* Problem statement
Every line from the one containing "Can you find the ceiling" through the last line below should be reproduced exactly; please include nothing else.

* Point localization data
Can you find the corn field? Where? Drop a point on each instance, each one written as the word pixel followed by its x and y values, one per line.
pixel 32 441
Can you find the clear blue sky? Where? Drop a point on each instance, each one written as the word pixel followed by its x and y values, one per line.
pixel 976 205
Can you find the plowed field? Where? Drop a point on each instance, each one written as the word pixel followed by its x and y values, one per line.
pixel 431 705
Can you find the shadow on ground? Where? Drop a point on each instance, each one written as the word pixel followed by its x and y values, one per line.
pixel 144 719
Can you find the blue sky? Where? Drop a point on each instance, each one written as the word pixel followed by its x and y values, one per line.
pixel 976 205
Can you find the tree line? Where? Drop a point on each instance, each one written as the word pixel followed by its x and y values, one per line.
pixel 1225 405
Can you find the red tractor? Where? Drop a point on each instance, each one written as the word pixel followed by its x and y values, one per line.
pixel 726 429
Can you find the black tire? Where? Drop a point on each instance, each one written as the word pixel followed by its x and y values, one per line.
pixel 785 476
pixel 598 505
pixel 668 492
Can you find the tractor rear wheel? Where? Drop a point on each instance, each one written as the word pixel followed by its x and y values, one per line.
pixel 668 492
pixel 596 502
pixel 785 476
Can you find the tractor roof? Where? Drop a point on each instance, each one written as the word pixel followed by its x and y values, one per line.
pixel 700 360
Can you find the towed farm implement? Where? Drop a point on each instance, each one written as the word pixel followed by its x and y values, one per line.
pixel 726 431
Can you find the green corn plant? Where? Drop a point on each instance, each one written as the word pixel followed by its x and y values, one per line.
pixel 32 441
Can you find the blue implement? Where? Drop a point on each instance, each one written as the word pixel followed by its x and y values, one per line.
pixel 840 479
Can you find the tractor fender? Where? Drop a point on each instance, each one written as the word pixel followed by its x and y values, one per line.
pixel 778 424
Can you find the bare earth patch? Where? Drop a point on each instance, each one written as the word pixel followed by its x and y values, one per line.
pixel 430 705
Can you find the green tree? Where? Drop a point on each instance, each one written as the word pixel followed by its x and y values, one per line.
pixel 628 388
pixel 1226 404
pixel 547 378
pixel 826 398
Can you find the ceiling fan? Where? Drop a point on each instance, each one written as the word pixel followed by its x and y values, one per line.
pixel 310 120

* Solution for this task
Can you find the ceiling fan? Where? Drop a point on each instance, each one written as the word pixel followed by its x and y values, one per line.
pixel 310 120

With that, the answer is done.